### What you have to do
Return every line of the listing below that contains the string "green".

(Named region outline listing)
----
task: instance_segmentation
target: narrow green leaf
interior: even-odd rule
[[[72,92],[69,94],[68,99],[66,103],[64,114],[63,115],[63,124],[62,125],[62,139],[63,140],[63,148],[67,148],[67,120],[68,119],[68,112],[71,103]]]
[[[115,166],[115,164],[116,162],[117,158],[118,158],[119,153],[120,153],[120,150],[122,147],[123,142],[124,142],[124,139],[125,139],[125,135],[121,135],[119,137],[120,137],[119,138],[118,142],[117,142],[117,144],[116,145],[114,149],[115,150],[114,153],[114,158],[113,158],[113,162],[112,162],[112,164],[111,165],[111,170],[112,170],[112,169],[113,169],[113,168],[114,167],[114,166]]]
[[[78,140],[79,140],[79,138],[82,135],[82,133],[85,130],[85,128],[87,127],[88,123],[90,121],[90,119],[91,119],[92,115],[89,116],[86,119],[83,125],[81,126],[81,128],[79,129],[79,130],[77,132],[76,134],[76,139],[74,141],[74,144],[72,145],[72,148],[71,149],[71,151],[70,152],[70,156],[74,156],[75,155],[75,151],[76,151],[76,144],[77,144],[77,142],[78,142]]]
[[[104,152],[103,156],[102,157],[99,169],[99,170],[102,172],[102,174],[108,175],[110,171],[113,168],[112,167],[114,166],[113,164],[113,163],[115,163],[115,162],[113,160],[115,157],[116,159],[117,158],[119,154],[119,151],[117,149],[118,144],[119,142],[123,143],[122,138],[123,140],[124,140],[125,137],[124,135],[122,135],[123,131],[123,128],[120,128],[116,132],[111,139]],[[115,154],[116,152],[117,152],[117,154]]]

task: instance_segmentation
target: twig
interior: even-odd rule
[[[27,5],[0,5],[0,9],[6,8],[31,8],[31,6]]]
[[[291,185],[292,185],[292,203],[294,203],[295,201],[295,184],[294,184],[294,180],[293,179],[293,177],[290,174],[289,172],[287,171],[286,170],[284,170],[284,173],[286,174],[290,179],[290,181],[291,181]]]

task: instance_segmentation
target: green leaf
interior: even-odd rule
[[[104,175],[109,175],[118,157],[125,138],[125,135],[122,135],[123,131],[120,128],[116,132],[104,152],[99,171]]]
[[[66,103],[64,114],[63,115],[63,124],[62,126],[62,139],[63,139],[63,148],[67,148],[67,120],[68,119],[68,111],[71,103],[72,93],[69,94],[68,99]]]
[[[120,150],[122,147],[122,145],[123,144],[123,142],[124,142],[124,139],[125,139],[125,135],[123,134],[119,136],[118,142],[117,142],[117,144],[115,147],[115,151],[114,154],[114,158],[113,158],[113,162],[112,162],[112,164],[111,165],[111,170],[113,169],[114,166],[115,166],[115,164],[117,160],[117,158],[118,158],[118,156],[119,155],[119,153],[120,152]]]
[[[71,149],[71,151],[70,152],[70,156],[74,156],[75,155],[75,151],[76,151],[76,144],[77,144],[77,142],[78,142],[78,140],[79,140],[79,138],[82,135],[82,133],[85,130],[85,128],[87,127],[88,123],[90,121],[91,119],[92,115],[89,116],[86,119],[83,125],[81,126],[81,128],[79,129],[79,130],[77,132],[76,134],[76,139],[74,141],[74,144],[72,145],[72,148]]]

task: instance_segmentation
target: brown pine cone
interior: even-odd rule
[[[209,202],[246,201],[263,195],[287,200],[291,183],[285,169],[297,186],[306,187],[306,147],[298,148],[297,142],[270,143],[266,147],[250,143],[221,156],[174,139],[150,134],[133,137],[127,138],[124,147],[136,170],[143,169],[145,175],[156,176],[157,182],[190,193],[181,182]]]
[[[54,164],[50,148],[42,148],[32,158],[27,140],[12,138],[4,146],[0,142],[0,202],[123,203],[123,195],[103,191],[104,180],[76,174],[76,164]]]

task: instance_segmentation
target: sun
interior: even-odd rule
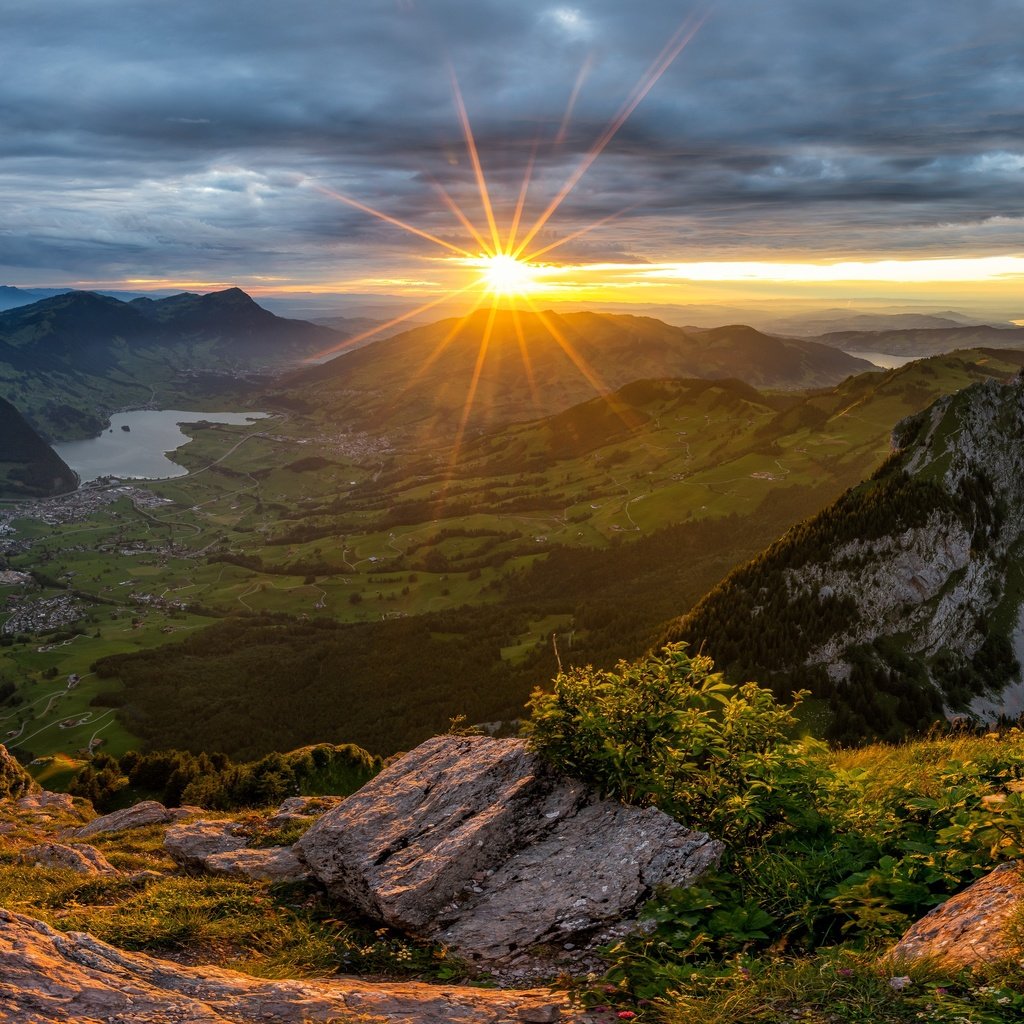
----
### Exercise output
target: narrow green leaf
target: green leaf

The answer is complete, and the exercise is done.